SET PROBLEM A
How many lines of the records contain the string "under"? Give only the number.

EXTRACT TO READ
START
Gillette leases the building and owns the equipment in the Pack Center in Devens, but the facility is managed and operated by Sonoco.

Gillette and Sonoco have been collaborating on the self-contained, self-functioning Pack Center operation in Devens for about six years, with the startup of a distribution center there. A few years later, the Pack Center was able to launch the first Gillette-branded razor pack that ever came from outside of Gillette's own factories.

The Sonoco Pack Center in Devens consolidates four of Gillette's existing North American packaging facilities into one and packs the products according to customer schedules, even during peak seasons. This has streamlined the process of meeting retailer requirements for such things as store-specific blister-packs, exclusive pack offers, certain multipack quantities and configurations, store-specific displays and promotional and/or customized structures. All of the finished product packages can be delivered exactly when the retailers need them, and not a moment too soon.

Later packaging for sooner delivery
Gillette produces more than 1.7 billion razors and blades annually for North America. This translates to some 350 package SKUs that the Pack Center produces for the North American market alone.
END
[Pointing dataset excerpts]
START
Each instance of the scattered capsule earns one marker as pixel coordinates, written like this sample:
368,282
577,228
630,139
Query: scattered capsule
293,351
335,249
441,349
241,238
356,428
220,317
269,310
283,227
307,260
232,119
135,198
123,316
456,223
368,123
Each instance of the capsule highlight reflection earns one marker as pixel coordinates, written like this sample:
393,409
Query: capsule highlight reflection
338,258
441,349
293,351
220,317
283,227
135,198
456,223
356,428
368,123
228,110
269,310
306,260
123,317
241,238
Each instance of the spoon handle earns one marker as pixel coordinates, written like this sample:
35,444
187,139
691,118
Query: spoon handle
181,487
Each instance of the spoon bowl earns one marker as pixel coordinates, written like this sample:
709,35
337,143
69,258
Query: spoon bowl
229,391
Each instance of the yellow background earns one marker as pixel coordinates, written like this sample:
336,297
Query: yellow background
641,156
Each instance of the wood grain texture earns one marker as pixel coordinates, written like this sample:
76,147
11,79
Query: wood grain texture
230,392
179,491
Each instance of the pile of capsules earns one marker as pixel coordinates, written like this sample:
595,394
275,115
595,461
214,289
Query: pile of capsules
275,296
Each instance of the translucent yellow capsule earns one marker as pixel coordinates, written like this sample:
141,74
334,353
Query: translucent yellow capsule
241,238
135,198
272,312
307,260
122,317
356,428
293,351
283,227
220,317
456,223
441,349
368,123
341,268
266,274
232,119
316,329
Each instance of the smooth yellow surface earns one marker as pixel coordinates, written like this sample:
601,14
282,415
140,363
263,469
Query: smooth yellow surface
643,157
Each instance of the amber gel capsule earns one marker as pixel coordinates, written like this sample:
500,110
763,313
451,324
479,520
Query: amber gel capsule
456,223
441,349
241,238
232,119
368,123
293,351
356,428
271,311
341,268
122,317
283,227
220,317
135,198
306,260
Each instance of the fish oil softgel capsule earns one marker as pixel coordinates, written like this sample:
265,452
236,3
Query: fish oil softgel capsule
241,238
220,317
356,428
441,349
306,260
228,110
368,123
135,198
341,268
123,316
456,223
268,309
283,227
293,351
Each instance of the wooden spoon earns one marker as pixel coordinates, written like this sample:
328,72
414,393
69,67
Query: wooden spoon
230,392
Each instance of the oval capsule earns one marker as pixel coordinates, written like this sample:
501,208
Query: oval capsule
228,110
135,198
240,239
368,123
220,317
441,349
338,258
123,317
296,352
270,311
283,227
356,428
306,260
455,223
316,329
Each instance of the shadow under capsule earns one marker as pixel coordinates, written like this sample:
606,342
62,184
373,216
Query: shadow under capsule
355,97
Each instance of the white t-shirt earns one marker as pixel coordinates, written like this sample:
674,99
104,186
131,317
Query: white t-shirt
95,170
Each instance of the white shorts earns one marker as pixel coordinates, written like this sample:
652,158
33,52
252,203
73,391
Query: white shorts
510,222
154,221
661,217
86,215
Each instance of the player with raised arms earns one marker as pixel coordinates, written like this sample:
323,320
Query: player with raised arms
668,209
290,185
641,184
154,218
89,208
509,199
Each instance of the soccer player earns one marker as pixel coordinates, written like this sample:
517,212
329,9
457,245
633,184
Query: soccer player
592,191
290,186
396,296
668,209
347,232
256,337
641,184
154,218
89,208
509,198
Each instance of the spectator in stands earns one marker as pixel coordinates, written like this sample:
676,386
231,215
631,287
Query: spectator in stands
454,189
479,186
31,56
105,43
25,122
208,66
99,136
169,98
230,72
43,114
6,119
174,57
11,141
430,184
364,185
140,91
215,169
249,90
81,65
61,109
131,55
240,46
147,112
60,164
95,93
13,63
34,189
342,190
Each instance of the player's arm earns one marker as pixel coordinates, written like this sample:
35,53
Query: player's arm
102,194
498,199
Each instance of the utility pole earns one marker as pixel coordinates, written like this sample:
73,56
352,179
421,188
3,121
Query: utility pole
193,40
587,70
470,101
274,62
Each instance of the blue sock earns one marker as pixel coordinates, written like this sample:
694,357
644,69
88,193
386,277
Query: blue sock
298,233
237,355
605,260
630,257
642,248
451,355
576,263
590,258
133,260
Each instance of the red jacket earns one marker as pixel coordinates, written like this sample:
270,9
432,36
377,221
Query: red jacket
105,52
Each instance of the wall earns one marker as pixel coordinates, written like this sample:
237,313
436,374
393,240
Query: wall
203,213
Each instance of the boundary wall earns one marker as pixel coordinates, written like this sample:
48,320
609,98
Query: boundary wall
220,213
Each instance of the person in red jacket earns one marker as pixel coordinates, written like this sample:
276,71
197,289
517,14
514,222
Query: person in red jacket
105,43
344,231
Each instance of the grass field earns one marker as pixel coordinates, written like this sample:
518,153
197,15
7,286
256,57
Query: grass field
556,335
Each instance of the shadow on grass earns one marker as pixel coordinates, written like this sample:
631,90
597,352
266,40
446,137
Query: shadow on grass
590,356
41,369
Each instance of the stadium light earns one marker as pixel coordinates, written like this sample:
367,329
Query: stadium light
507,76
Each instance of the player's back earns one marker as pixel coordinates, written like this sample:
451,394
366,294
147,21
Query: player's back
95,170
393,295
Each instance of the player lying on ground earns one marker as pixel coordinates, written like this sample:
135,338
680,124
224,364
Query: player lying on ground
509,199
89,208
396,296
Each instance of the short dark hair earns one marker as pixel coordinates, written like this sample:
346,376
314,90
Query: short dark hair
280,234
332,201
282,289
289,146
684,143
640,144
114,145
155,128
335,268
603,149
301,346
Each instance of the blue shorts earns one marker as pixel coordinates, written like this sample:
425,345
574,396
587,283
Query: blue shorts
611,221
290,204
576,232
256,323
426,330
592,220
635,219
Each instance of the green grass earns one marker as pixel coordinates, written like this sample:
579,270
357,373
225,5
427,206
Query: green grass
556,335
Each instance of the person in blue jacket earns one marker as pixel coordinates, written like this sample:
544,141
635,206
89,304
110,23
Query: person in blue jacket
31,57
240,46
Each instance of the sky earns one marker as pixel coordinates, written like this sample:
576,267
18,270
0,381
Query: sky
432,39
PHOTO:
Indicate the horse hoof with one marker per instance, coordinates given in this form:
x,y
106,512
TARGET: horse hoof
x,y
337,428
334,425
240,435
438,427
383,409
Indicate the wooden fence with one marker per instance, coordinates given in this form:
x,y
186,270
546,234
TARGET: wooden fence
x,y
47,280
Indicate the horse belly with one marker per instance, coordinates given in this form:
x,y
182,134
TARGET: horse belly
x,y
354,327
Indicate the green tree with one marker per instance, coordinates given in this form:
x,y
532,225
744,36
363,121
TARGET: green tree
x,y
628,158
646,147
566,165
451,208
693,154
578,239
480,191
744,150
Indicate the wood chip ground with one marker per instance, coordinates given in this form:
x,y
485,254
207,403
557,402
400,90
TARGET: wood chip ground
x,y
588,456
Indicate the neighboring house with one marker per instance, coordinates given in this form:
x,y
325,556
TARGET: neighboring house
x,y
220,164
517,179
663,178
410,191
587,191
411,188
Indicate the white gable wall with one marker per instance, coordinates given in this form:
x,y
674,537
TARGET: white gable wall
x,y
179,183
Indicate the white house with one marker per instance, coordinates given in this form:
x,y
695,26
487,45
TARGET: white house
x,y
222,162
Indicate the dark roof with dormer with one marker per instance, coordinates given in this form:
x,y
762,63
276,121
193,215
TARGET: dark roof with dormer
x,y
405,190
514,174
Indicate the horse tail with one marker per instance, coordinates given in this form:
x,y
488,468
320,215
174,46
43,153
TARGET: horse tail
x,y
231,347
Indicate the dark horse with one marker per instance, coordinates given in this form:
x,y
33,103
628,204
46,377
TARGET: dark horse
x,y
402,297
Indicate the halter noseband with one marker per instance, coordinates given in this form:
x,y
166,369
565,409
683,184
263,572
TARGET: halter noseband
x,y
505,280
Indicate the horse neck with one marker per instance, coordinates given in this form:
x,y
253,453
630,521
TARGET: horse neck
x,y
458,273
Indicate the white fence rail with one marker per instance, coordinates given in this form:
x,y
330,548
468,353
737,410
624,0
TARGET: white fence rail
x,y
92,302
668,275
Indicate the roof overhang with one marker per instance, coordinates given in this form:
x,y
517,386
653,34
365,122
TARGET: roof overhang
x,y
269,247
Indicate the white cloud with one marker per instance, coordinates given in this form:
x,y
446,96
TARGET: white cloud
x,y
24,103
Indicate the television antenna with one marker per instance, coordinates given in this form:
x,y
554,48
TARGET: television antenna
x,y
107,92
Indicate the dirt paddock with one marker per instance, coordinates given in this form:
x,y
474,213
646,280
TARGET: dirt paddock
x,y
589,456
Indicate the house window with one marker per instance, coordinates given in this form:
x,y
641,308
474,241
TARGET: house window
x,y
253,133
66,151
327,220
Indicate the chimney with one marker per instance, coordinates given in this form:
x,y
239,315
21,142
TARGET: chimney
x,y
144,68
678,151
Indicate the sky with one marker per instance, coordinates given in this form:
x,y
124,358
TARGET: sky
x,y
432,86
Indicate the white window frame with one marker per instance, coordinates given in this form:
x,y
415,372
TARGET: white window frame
END
SET PROBLEM B
Which retailer requirements does the passage on the Gillette Pack Center name as things its process has streamlined? List them all.

RESULT A
2

RESULT B
- store-specific blister-packs
- exclusive pack offers
- certain multipack quantities and configurations
- store-specific displays
- promotional and/or customized structures